What is being asked — Copy out all of the following lines exactly as they are.

Point labeling samples:
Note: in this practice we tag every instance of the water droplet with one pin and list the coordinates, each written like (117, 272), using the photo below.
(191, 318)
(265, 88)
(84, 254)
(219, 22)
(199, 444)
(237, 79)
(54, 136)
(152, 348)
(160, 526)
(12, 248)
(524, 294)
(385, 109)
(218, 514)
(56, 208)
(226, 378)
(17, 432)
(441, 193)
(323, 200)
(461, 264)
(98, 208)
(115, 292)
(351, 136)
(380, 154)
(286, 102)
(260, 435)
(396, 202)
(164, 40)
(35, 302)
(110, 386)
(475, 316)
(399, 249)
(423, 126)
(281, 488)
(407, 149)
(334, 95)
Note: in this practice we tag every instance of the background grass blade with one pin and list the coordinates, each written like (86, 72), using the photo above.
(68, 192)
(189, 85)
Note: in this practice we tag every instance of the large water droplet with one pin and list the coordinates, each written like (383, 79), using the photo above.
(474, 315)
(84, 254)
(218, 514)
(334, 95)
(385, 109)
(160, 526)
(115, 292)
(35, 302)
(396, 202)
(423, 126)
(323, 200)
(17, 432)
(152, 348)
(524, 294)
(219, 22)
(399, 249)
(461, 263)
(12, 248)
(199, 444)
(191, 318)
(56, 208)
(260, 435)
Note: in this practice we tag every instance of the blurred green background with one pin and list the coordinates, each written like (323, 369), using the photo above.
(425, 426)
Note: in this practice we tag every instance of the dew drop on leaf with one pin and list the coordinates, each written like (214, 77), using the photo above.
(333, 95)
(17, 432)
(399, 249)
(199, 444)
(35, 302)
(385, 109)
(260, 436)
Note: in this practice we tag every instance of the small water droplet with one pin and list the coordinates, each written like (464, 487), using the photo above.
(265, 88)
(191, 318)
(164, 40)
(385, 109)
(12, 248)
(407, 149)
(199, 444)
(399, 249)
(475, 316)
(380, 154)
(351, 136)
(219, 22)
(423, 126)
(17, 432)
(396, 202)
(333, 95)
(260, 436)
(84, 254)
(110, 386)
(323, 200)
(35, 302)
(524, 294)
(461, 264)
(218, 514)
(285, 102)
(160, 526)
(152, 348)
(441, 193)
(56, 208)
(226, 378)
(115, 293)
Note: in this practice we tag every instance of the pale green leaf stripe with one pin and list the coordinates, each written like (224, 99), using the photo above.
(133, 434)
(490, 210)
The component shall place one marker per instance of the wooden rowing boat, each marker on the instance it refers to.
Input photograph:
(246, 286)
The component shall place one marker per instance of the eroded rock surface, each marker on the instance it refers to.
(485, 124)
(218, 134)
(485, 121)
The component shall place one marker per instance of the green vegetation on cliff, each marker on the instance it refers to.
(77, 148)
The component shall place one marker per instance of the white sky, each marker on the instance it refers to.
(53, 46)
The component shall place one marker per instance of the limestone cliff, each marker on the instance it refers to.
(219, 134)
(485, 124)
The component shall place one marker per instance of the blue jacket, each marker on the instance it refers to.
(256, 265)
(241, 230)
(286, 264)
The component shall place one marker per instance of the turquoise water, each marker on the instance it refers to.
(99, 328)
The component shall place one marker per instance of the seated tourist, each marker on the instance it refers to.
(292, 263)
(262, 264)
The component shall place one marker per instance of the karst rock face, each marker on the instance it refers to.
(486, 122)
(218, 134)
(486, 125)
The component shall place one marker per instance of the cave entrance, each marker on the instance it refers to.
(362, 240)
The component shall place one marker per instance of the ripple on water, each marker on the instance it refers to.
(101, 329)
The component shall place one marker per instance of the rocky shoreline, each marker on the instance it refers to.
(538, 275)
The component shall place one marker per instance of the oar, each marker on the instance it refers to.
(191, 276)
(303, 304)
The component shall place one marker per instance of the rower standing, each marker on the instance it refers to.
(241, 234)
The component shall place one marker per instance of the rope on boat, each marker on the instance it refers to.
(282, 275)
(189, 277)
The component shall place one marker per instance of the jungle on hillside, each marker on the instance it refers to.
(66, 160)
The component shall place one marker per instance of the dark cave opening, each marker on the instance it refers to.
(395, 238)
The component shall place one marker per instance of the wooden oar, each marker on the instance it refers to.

Exercise output —
Note: in this practice we tag every instance of the water droplet with one pin and list the coordinates, each written like (117, 272), using the photo below.
(191, 318)
(265, 88)
(84, 254)
(219, 22)
(199, 444)
(237, 79)
(54, 136)
(152, 348)
(160, 526)
(12, 248)
(524, 294)
(385, 109)
(218, 514)
(56, 208)
(226, 378)
(17, 432)
(441, 193)
(323, 200)
(461, 264)
(98, 208)
(115, 292)
(351, 136)
(380, 154)
(286, 102)
(260, 435)
(396, 202)
(164, 40)
(35, 302)
(110, 386)
(475, 316)
(399, 249)
(423, 126)
(281, 488)
(407, 149)
(334, 95)
Note: in this practice we tag every instance of the background grass blade with one pin and list the coordinates, each written like (86, 72), using the photo above.
(68, 192)
(189, 85)
Note: in this practice we tag every instance of the large water droplet with one pin and list the coordinates, each written like (383, 79), using the photo above.
(474, 315)
(84, 254)
(218, 514)
(334, 95)
(385, 109)
(160, 526)
(115, 292)
(35, 302)
(396, 202)
(423, 126)
(323, 200)
(17, 432)
(152, 348)
(524, 294)
(219, 22)
(399, 249)
(461, 263)
(12, 248)
(199, 444)
(191, 318)
(56, 208)
(260, 435)
Note: in this practice we tag every instance of the blurred green background with one pin and list the coordinates, each written like (323, 369), using the photo above.
(425, 426)
Note: in this practice we tag every instance of the dew drop on leaf with one pin and list the coordinates, each written like (214, 77), using the photo above.
(333, 95)
(17, 432)
(399, 249)
(199, 444)
(35, 302)
(385, 109)
(260, 436)
Note: in this practice we tag every instance of the small water droplet with one pin and list the coordinates, each written like (464, 487), using the photo above.
(265, 88)
(191, 318)
(164, 40)
(385, 109)
(12, 248)
(407, 149)
(199, 444)
(399, 249)
(475, 316)
(380, 154)
(351, 136)
(219, 22)
(423, 126)
(17, 432)
(396, 202)
(333, 95)
(260, 436)
(84, 254)
(110, 386)
(323, 200)
(35, 302)
(524, 294)
(461, 264)
(218, 514)
(285, 102)
(160, 526)
(152, 348)
(441, 193)
(56, 208)
(226, 378)
(115, 293)
Note: in this practice we tag every instance of the pale green leaf stripe with one pin and list the coordinates, each written like (224, 99), using the photo above.
(133, 434)
(490, 210)
The component shall place one marker per instance of the wooden rowing boat, each marker on the instance it refers to.
Input photograph:
(246, 286)
The component shall place one marker per instance of the eroded rock surface, each marker on the instance it refers to.
(485, 124)
(218, 134)
(485, 121)
The component shall place one marker per instance of the green vegetation on cliff, each marker on the instance it refers to.
(77, 148)
The component shall place one marker per instance of the white sky, each marker on the instance it refers to.
(53, 46)
The component shall place one marker per instance of the limestone cliff, each marker on the instance it refers to.
(219, 134)
(485, 124)
The component shall place one marker per instance of the blue jacket, each marker on the instance it refers to.
(256, 265)
(241, 230)
(286, 264)
The component shall place one marker per instance of the turquoise water, each marker on the instance it refers to.
(99, 328)
The component shall place one marker per instance of the seated tourist, each marker on the instance it refers to.
(292, 263)
(262, 264)
The component shall place one marker per instance of the karst rock face, each marker on the instance it refers to.
(486, 122)
(218, 134)
(486, 125)
The component shall place one marker per instance of the cave entrance, each marker on the instance it refers to.
(362, 240)
The component shall place one marker per instance of the ripple on water, each marker on the instance it refers to.
(101, 329)
The component shall place one marker per instance of the rocky shoreline, each marker on the instance it refers to.
(538, 275)
The component shall place one marker per instance of the oar, each marker on the instance it refers to.
(191, 276)
(303, 304)
The component shall place one marker per instance of the rower standing, each marker on the instance it refers to.
(241, 234)
The component shall place one marker per instance of the rope on boat, each marker on the instance it refers to.
(282, 275)
(189, 277)
The component shall place one marker per instance of the jungle on hillside, each marker on the instance it refers to.
(66, 160)
The component shall place one marker per instance of the dark cave opening, each marker on the instance it refers to.
(395, 238)
The component shall place one marker per instance of the wooden oar, each marker on the instance it refers to.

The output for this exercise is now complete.